Raw records ▸
--------------------

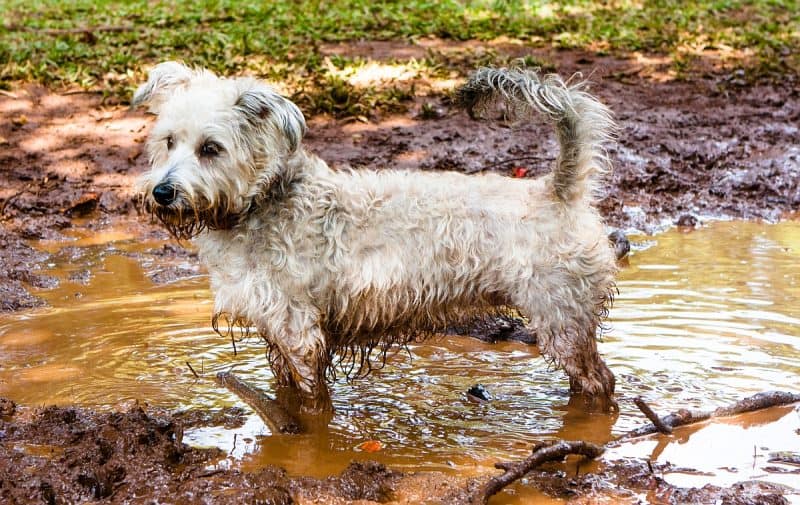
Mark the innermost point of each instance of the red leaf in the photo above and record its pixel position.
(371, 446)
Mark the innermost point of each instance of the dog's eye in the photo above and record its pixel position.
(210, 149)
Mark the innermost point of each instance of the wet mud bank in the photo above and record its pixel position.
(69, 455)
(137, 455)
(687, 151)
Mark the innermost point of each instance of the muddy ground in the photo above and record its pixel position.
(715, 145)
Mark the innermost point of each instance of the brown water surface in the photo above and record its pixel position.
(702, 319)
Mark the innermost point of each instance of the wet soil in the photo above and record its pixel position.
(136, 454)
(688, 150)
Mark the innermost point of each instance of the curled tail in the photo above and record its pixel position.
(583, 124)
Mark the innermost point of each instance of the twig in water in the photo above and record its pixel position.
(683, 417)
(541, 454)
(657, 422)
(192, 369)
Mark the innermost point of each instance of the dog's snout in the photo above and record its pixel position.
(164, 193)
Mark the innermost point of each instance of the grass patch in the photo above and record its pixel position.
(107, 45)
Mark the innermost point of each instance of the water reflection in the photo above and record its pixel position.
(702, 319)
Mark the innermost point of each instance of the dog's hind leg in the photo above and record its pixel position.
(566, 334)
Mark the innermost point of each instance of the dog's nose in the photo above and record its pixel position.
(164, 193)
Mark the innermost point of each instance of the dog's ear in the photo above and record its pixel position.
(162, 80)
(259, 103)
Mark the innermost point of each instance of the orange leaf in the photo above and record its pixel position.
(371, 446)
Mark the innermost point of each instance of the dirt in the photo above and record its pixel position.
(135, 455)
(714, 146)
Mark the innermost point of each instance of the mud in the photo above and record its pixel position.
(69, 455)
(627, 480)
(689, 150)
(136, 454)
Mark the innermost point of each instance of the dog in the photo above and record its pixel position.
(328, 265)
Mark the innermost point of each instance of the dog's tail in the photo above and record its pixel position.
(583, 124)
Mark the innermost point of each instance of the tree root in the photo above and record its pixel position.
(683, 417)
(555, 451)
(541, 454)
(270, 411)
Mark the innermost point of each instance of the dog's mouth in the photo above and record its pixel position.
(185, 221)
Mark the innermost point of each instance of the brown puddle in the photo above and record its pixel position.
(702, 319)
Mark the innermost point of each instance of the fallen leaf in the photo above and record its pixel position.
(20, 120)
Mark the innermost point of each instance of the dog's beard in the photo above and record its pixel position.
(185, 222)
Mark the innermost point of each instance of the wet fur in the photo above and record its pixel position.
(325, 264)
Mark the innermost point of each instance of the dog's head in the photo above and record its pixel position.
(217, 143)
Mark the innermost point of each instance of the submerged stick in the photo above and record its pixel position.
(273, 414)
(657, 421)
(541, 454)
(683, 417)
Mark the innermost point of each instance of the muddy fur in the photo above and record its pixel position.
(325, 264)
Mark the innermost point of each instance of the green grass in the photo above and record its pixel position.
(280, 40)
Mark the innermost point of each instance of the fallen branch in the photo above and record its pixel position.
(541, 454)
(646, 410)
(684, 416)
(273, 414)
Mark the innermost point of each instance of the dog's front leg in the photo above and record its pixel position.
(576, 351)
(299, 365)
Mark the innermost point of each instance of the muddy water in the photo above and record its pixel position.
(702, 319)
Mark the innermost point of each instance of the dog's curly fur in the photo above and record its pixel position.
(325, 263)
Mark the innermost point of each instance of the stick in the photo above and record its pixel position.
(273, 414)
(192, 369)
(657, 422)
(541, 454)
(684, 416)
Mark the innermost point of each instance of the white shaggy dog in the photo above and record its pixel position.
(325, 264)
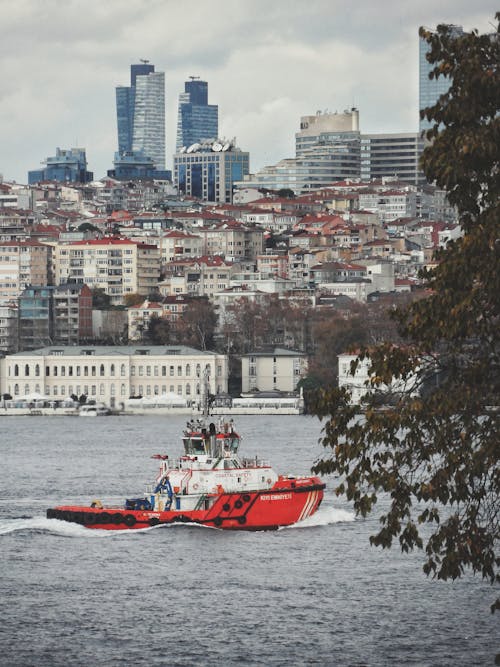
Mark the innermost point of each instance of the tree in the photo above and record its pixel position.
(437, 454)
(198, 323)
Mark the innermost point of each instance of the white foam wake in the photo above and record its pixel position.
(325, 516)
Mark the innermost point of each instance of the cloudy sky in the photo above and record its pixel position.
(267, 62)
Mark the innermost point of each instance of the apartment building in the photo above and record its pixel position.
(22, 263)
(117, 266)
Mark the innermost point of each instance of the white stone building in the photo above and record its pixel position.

--------------------

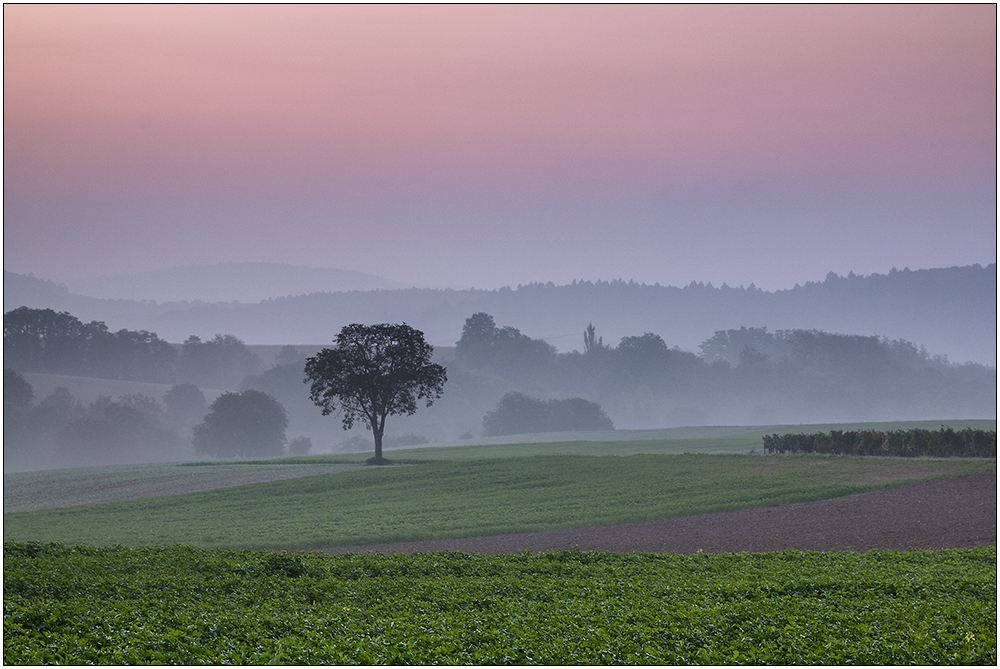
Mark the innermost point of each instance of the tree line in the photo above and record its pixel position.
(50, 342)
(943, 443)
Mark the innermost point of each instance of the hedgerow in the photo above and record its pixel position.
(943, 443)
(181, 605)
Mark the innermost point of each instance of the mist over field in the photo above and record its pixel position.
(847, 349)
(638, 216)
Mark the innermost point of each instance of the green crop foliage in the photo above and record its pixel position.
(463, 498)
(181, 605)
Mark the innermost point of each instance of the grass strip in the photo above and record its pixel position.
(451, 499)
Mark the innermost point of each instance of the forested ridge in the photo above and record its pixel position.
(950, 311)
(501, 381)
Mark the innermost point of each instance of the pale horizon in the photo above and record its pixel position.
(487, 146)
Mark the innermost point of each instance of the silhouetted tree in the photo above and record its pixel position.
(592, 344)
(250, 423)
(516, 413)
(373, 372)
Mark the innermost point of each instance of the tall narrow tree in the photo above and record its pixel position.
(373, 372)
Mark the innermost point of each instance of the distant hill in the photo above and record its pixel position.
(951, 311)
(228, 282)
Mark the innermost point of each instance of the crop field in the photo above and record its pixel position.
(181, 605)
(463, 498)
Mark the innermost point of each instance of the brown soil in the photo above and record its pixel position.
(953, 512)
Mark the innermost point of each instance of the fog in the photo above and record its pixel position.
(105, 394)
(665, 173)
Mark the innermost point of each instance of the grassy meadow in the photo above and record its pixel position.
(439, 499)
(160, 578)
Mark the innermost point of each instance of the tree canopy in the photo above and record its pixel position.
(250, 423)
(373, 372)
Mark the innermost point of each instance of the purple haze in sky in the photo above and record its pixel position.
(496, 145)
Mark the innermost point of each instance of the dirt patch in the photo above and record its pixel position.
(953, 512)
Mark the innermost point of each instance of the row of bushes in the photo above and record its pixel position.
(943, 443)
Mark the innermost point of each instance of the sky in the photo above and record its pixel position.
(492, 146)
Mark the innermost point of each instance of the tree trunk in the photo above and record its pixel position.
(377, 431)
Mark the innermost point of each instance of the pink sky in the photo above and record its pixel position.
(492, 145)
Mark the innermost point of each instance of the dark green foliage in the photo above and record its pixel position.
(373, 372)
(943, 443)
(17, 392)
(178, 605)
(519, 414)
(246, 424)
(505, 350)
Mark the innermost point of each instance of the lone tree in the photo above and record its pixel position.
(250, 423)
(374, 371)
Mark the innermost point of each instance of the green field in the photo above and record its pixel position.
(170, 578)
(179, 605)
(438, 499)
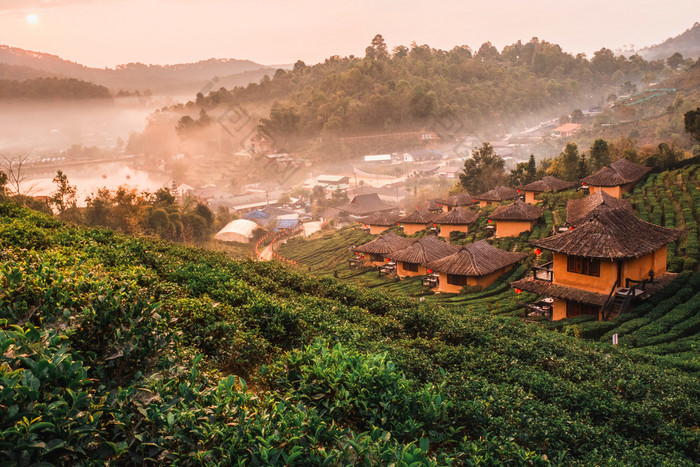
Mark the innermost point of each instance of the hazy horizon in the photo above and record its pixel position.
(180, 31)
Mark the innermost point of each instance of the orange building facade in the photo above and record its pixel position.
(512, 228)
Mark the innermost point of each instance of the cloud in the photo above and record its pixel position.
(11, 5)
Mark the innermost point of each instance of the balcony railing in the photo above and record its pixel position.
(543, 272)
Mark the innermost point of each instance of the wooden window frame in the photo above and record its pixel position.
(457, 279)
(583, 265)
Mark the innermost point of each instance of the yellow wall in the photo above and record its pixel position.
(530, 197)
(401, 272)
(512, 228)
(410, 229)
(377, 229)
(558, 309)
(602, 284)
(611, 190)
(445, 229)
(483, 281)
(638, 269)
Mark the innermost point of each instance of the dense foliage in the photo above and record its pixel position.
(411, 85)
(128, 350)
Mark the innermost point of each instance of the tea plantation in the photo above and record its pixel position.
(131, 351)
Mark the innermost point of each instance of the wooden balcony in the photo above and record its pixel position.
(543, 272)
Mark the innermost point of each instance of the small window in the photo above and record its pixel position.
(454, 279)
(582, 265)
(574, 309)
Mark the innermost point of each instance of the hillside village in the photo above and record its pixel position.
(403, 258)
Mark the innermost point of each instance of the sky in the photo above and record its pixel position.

--------------------

Task goal ▸ Show every line above that contains the word "leaf", copying each such line in full.

Final result ▸
Mark the innermost point of each instance of the red leaf in the photo above and record its pixel position.
Mark the innermost point of each instance of the orange leaf in the photo above and record its pixel position.
Mark the innermost point of each instance of the fallen leaf in the photo above and record its pixel position.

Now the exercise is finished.